- _WHAT IS ASKED_:
Retype the listing that follows, exactly as written.

>> START INFORMATION GIVEN

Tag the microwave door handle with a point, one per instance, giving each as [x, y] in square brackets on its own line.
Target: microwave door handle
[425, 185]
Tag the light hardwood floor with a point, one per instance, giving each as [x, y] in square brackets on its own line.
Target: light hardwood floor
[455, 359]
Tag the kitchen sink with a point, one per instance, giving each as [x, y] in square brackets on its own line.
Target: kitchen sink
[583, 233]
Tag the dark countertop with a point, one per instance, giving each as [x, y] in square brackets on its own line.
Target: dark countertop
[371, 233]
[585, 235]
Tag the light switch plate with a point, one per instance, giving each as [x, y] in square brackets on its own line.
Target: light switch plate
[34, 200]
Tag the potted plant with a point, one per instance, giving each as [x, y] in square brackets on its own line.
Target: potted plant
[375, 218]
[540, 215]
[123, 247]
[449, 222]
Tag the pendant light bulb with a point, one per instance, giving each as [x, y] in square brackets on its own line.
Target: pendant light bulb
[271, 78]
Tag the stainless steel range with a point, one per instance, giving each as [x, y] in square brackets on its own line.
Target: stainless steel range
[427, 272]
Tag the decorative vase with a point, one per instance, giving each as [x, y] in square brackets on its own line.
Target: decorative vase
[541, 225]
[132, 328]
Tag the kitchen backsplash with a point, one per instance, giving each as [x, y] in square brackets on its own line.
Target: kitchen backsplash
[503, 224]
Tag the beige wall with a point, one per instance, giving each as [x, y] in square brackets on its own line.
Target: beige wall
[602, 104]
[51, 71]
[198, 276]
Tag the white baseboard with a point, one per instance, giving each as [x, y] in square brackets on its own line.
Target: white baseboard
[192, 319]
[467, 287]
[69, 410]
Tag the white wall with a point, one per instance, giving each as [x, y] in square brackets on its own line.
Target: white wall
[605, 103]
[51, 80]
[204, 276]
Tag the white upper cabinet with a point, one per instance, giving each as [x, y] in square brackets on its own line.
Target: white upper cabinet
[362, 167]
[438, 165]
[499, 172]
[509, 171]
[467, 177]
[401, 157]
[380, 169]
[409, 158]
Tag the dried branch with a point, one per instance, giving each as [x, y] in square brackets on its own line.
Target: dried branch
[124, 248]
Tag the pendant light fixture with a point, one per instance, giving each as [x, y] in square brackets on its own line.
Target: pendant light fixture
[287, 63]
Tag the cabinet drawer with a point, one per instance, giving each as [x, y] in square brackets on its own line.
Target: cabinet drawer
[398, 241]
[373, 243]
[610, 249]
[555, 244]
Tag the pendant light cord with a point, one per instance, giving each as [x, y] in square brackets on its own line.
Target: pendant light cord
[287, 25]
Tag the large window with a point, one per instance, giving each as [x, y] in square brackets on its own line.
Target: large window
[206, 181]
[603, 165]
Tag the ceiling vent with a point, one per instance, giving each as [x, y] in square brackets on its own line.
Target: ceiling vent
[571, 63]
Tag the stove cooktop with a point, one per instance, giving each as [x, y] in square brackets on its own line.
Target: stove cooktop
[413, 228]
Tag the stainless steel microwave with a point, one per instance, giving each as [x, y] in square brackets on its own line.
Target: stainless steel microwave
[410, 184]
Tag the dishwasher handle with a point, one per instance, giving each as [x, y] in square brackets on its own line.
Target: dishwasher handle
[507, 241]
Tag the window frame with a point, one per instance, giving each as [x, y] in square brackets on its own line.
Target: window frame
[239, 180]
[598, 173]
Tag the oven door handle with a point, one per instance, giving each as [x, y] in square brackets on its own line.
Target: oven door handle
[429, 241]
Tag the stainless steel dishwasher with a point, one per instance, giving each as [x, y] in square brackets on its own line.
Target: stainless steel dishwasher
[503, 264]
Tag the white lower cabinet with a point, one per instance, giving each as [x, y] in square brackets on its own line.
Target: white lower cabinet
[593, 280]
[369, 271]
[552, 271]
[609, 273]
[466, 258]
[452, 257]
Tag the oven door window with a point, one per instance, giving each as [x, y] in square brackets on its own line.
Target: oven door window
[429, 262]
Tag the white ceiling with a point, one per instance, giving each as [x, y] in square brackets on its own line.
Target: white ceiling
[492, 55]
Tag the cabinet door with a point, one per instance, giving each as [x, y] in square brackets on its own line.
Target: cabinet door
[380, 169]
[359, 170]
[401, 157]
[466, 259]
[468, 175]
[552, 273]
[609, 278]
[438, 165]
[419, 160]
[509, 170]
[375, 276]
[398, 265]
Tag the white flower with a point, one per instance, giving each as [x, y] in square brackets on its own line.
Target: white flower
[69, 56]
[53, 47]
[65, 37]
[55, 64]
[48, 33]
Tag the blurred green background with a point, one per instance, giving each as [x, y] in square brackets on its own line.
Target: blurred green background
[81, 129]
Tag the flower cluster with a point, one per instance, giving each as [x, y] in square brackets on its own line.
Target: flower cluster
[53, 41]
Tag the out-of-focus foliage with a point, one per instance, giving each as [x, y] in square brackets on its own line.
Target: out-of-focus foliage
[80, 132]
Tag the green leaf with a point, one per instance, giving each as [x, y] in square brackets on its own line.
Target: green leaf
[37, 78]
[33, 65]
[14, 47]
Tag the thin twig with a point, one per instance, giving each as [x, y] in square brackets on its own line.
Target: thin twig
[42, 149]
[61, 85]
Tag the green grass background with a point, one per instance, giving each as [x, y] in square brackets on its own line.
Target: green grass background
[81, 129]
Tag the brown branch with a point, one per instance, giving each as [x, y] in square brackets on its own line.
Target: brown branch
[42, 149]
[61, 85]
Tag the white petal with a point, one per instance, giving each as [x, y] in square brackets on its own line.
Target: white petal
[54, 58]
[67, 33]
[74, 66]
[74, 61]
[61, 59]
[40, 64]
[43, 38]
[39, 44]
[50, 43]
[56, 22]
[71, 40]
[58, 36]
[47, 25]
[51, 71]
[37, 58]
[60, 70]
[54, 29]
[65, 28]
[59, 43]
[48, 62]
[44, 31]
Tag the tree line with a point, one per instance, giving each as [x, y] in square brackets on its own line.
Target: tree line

>> END INFORMATION GIVEN

- _RESULT_:
Tag the microwave door handle with a point, one per instance, giving each as [x, y] in square brackets on its own line.
Target: microwave door handle
[425, 185]
Tag the light hardwood floor with a point, one per instance, giving each as [x, y] in square brackets on its own line.
Target: light hardwood floor
[455, 359]
Tag the kitchen sink with a point, one per instance, giving each as [x, y] in square brackets on its own line.
Target: kitchen sink
[583, 233]
Tag the dark countertop with a point, one per instance, giving each as [x, y] in square brackets on its own line.
Target: dark countertop
[371, 233]
[585, 235]
Tag the light switch plate with a point, one per instance, giving each as [x, y] in square brackets on its own line.
Target: light switch plate
[34, 200]
Tag the potted plant with a point, one per instance, giving each as [x, y] in square brackets on its own line.
Target: potted plant
[375, 218]
[540, 215]
[123, 247]
[449, 222]
Tag the pendant light bulb with a point, one per instance, giving each as [x, y] in square brackets on its own line.
Target: pendant light bulb
[271, 78]
Tag the stainless steel range with a point, one per instance, giving each as [x, y] in square brackets on its own line.
Target: stainless steel range
[427, 272]
Tag the decorative vase with a point, one per instance, giving each as [x, y] in square brackets on its own line.
Target: decorative vase
[541, 225]
[132, 328]
Tag the kitchen backsplash with a point, one per instance, giving each as [x, y] in square brackets on its own line.
Target: kitchen backsplash
[503, 224]
Tag the beige wall with a point, one per instance, giving each as [x, y] in square brackets on its own line.
Target: beige wall
[602, 104]
[51, 71]
[198, 276]
Tag the white baseboard with a point, one per instance, giving each as [x, y] in square brackets on its own line.
Target: white baseboard
[192, 319]
[467, 287]
[69, 410]
Tag the white wall with a point, one per instance, giving each as [x, y] in square brackets on its own line.
Target: white wall
[605, 103]
[51, 80]
[204, 276]
Tag the white upper cabinet with a point, one per instance, giving each as [x, y] in square brackets on its own line.
Target: white upper cabinet
[362, 167]
[438, 165]
[499, 172]
[509, 171]
[467, 177]
[401, 157]
[380, 169]
[409, 158]
Tag the dried branch with a point, one per instance, giving each as [x, y] in square brackets on its own line.
Target: dried branch
[124, 248]
Tag the pendant light fixture with a point, one per instance, giving each as [x, y] in square brackets on its own line.
Target: pendant light fixture
[287, 63]
Tag the cabinet drawer with a point, one per instance, giving each as [x, y] in square brackets on its own line.
Target: cabinet drawer
[398, 241]
[373, 243]
[610, 249]
[555, 244]
Tag the pendant light cord with a point, one per instance, giving each as [x, y] in square brackets on its own line.
Target: pendant light cord
[287, 25]
Tag the large window with a point, one per instance, giving each as [x, y] in square brackets on its own line.
Target: large window
[206, 181]
[603, 165]
Tag the ceiling vent with a point, one per instance, giving each as [x, y] in square brackets on its own line.
Target: ceiling vent
[571, 63]
Tag the stove cooktop with a point, one per instance, giving each as [x, y] in square brackets on its own line.
Target: stove cooktop
[413, 228]
Tag the stainless steel microwave with a point, one per instance, giving each as [x, y] in square brackets on its own line.
Target: stainless steel microwave
[410, 184]
Tag the dishwasher handle with a point, one per instance, giving each as [x, y] in square brackets on its own line.
Target: dishwasher handle
[507, 241]
Tag the window frame with a point, one per instance, giving each as [x, y] in square brackets on its own line.
Target: window frame
[239, 180]
[598, 173]
Tag the oven door handle with a point, one per instance, giving each as [x, y] in square brackets on its own line.
Target: oven door handle
[429, 241]
Tag the stainless steel dishwasher with a point, one per instance, giving each as [x, y] in square brackets on its own line.
Target: stainless steel dishwasher
[503, 264]
Tag the white lower cabinet with a point, one per instance, giving each as [x, y] in square brackets on its own line.
Target: white lower cabinet
[593, 280]
[369, 271]
[552, 271]
[609, 273]
[466, 258]
[452, 257]
Tag the oven door window with a point, one per instance, giving each as [x, y] in square brackets on its own line.
Target: oven door window
[429, 262]
Tag the white ceiling with a point, one per instance, giving each as [x, y] in square brackets on its own line.
Target: white ceiling
[492, 55]
Tag the cabinet door with a point, one per instance, giving each as [x, y] in square brackets on its own line.
Target: cabinet door
[380, 169]
[359, 170]
[401, 157]
[466, 259]
[468, 175]
[552, 273]
[609, 278]
[438, 165]
[419, 160]
[509, 170]
[375, 276]
[398, 265]
Tag the white flower with a point, one per instance, giving each as [x, y] in square brackets on its own line.
Target: white flower
[69, 56]
[53, 47]
[65, 37]
[55, 64]
[48, 33]
Tag the blurred green background with a point, one per instance, giving each as [x, y] in square brackets on its own line.
Target: blurred green background
[81, 129]
Tag the flower cluster with a point, one per instance, giving each as [x, y] in square brackets on its own line.
Target: flower cluster
[53, 41]
Tag the out-of-focus foliage with a point, one per instance, giving each as [x, y] in square brackets on its own line.
Target: out-of-focus foliage
[80, 132]
Tag the green leaf with a point, one per instance, giving each as [x, y] in square brackets on its own line.
Target: green leaf
[37, 78]
[33, 65]
[14, 47]
Tag the thin twig with a point, one per instance, giving each as [x, y] in square brackets on its own line.
Target: thin twig
[42, 149]
[61, 85]
Tag the green grass background with a point, one per instance, giving each as [x, y] in square brackets on its own line.
Target: green grass background
[81, 129]
Tag the brown branch with a point, one per instance, giving each as [x, y] in square brackets on its own line.
Target: brown branch
[42, 149]
[61, 85]
Tag the white petal with a point, one per instance, giving each as [x, y] in square brackets on its own line.
Target: white petal
[54, 58]
[67, 33]
[74, 66]
[74, 61]
[61, 59]
[40, 64]
[43, 38]
[39, 44]
[50, 43]
[56, 22]
[71, 40]
[58, 36]
[47, 25]
[51, 71]
[37, 58]
[60, 70]
[54, 29]
[65, 28]
[59, 43]
[48, 62]
[44, 31]
Tag the tree line with a point, one per instance, giving each as [x, y] in square brackets on its own line.
Target: tree line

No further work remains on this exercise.